PROBLEM STATEMENT: Please format all of the data below as a Markdown table with the columns Row and Text, giving each line its own numbered row. Skip blank lines and leave the pictures out.

DATA SHOWN:
:::

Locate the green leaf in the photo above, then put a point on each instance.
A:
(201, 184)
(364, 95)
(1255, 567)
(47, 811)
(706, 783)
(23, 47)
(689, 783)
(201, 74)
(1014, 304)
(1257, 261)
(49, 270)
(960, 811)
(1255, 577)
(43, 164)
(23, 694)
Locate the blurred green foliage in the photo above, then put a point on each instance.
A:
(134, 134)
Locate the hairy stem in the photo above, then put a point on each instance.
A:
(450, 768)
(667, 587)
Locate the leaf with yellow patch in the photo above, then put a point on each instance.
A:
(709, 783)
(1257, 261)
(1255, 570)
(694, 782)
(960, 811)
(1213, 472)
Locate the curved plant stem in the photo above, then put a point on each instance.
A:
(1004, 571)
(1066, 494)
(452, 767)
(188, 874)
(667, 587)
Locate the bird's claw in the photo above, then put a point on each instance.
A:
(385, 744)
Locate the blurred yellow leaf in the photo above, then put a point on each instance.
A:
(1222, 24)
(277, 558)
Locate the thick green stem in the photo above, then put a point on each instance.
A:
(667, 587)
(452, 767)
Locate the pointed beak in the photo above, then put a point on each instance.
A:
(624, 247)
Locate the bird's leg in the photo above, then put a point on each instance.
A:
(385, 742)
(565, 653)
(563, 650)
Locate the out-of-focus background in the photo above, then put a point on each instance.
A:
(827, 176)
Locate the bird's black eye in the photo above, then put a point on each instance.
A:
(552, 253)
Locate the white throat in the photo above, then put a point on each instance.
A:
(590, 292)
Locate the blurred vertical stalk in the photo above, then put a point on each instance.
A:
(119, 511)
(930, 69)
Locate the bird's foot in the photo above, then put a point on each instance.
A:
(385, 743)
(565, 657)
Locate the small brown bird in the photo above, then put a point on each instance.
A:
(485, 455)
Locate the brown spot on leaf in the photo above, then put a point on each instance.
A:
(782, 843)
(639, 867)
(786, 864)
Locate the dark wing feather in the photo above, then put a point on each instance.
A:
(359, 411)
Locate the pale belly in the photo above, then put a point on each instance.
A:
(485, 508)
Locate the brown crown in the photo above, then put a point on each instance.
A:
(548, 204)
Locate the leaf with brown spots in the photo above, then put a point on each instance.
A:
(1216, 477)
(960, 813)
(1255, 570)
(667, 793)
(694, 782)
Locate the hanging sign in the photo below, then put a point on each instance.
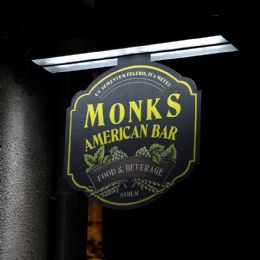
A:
(132, 134)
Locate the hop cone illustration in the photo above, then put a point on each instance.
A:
(144, 152)
(118, 155)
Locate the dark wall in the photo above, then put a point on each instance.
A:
(26, 166)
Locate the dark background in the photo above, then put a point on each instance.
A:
(203, 214)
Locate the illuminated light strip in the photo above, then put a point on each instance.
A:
(190, 43)
(193, 52)
(154, 57)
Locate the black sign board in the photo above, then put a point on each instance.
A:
(132, 134)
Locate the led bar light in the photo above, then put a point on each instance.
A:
(162, 51)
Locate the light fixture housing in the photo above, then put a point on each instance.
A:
(161, 51)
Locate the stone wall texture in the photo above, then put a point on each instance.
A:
(25, 169)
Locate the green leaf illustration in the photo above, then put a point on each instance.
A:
(172, 152)
(156, 158)
(90, 160)
(99, 155)
(107, 159)
(156, 148)
(113, 150)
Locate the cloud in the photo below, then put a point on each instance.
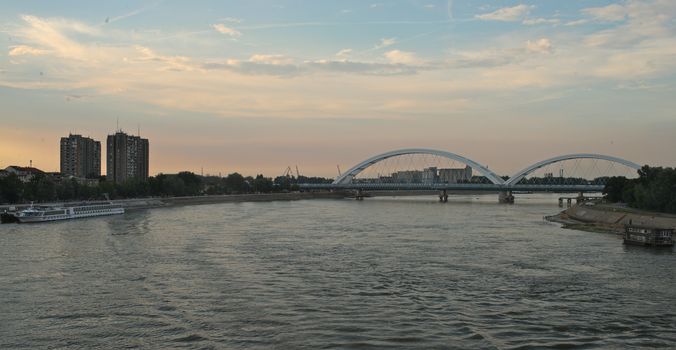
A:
(577, 22)
(401, 57)
(385, 42)
(537, 21)
(276, 65)
(507, 14)
(21, 50)
(610, 13)
(132, 13)
(232, 20)
(542, 45)
(343, 54)
(221, 28)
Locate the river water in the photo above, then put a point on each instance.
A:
(382, 273)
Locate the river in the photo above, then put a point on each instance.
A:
(380, 273)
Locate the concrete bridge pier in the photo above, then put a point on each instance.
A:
(506, 197)
(580, 198)
(443, 196)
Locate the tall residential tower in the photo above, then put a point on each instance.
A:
(127, 157)
(80, 156)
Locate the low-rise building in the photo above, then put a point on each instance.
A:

:::

PROBLEM SOLUTION:
| Row | Text |
|---|---|
| 1 | Locate the green leaf in the photo above, then put a point on each instance. |
| 2 | A: |
| 3 | (201, 184) |
| 4 | (364, 95) |
| 5 | (1255, 567) |
| 6 | (47, 811) |
| 7 | (706, 783) |
| 8 | (23, 47) |
| 9 | (689, 783) |
| 10 | (201, 74) |
| 11 | (1014, 304) |
| 12 | (1257, 261) |
| 13 | (49, 270) |
| 14 | (960, 811) |
| 15 | (1255, 577) |
| 16 | (43, 164) |
| 17 | (23, 694) |
| 18 | Locate the blurred green foliage in the photo above, then put a point on each instance. |
| 19 | A: |
| 20 | (134, 134) |
| 21 | Locate the hairy stem in the photo above, then put a point on each instance. |
| 22 | A: |
| 23 | (450, 768) |
| 24 | (667, 587) |
| 25 | Locate the leaf with yellow patch in the photo above, then put a point on each instance. |
| 26 | A: |
| 27 | (709, 783) |
| 28 | (1257, 261) |
| 29 | (1255, 570) |
| 30 | (694, 782) |
| 31 | (960, 811) |
| 32 | (1213, 472) |
| 33 | Locate the curved plant stem in the photo above, then put a point on each instance. |
| 34 | A: |
| 35 | (1004, 571) |
| 36 | (1066, 494) |
| 37 | (452, 767) |
| 38 | (188, 874) |
| 39 | (667, 587) |
| 40 | Locate the bird's claw in the photo above, then put a point on each instance. |
| 41 | A: |
| 42 | (385, 744) |
| 43 | Locate the blurred yellow leaf in the photo above, then put a point on each instance. |
| 44 | A: |
| 45 | (1222, 24) |
| 46 | (277, 558) |
| 47 | Locate the thick green stem in the photo above, then put a point on each instance. |
| 48 | A: |
| 49 | (667, 587) |
| 50 | (452, 767) |
| 51 | Locate the pointed beak in the photo above, then put a point on each instance. |
| 52 | A: |
| 53 | (624, 247) |
| 54 | Locate the bird's leg in the photo above, then put a point on each instance. |
| 55 | A: |
| 56 | (385, 742) |
| 57 | (565, 653) |
| 58 | (563, 650) |
| 59 | Locate the out-of-focus background in the photo above, then put a point on each instance. |
| 60 | A: |
| 61 | (827, 176) |
| 62 | Locate the bird's black eye in the photo above, then put a point on each instance. |
| 63 | A: |
| 64 | (552, 253) |
| 65 | Locate the white throat in the photo above, then put a point on each instance. |
| 66 | A: |
| 67 | (590, 292) |
| 68 | Locate the blurred vertical stalk in the photo above, then put a point on each instance. |
| 69 | A: |
| 70 | (119, 511) |
| 71 | (930, 69) |
| 72 | Locate the bird's foot in the photo above, then put a point on each instance. |
| 73 | A: |
| 74 | (385, 743) |
| 75 | (565, 657) |
| 76 | Locate the small brown bird in the photo above, then put a point on each instance. |
| 77 | A: |
| 78 | (485, 455) |
| 79 | Locate the brown spot on leaf in the photo above, then put a point on each instance. |
| 80 | A: |
| 81 | (782, 843) |
| 82 | (639, 867) |
| 83 | (786, 864) |
| 84 | Locate the dark wing feather in the photo above, then put a point on each instance. |
| 85 | A: |
| 86 | (359, 411) |
| 87 | Locate the pale belly in the photo above, then put a point on each instance. |
| 88 | A: |
| 89 | (485, 508) |
| 90 | Locate the brown crown in the photo above, then put a point on each instance. |
| 91 | A: |
| 92 | (548, 204) |
| 93 | Locate the leaf with brown spots in the photo above, then put a point on each instance. |
| 94 | A: |
| 95 | (1216, 477) |
| 96 | (960, 813) |
| 97 | (1255, 570) |
| 98 | (667, 793) |
| 99 | (694, 782) |
| 100 | Locate the hanging sign in the photo below, then put a point on each instance. |
| 101 | A: |
| 102 | (132, 134) |
| 103 | Locate the hop cone illustration in the photo above, then put a point on each instance. |
| 104 | A: |
| 105 | (144, 152) |
| 106 | (118, 155) |
| 107 | Locate the dark wall in the photo above, then put a point on each instance. |
| 108 | A: |
| 109 | (26, 166) |
| 110 | Locate the dark background in the photo above, then put a point on each instance. |
| 111 | A: |
| 112 | (203, 214) |
| 113 | Locate the illuminated light strip in the photo above, then put a point on each instance. |
| 114 | A: |
| 115 | (190, 43) |
| 116 | (193, 52) |
| 117 | (154, 57) |
| 118 | Locate the black sign board in the photo above, then put a point on each instance. |
| 119 | A: |
| 120 | (132, 134) |
| 121 | Locate the led bar light in the photo above, then put a point on each instance. |
| 122 | A: |
| 123 | (162, 51) |
| 124 | Locate the light fixture housing in the photo above, then put a point on each instance. |
| 125 | A: |
| 126 | (161, 51) |
| 127 | Locate the stone wall texture in the photo above, then put a point on each instance. |
| 128 | A: |
| 129 | (25, 169) |
| 130 | Locate the green leaf illustration in the photo above, then put a point on each instance. |
| 131 | A: |
| 132 | (172, 152) |
| 133 | (156, 158) |
| 134 | (90, 160) |
| 135 | (99, 155) |
| 136 | (107, 159) |
| 137 | (156, 148) |
| 138 | (113, 150) |
| 139 | Locate the cloud in the photo below, then put a point on each instance. |
| 140 | A: |
| 141 | (577, 22) |
| 142 | (401, 57) |
| 143 | (385, 42) |
| 144 | (537, 21) |
| 145 | (276, 65) |
| 146 | (507, 14) |
| 147 | (21, 50) |
| 148 | (610, 13) |
| 149 | (132, 13) |
| 150 | (232, 20) |
| 151 | (542, 45) |
| 152 | (343, 54) |
| 153 | (221, 28) |
| 154 | Locate the river water in the photo above, then put a point on each instance. |
| 155 | A: |
| 156 | (382, 273) |
| 157 | Locate the river in the photo above, then put a point on each instance. |
| 158 | A: |
| 159 | (380, 273) |
| 160 | Locate the concrete bridge pier in the photo above, then put a point on each instance. |
| 161 | A: |
| 162 | (506, 197) |
| 163 | (580, 198) |
| 164 | (443, 196) |
| 165 | Locate the tall residential tower in the photo above, then put a point on each instance. |
| 166 | A: |
| 167 | (127, 157) |
| 168 | (80, 156) |
| 169 | Locate the low-rise building in the photo above, then put a point on each instance. |
| 170 | A: |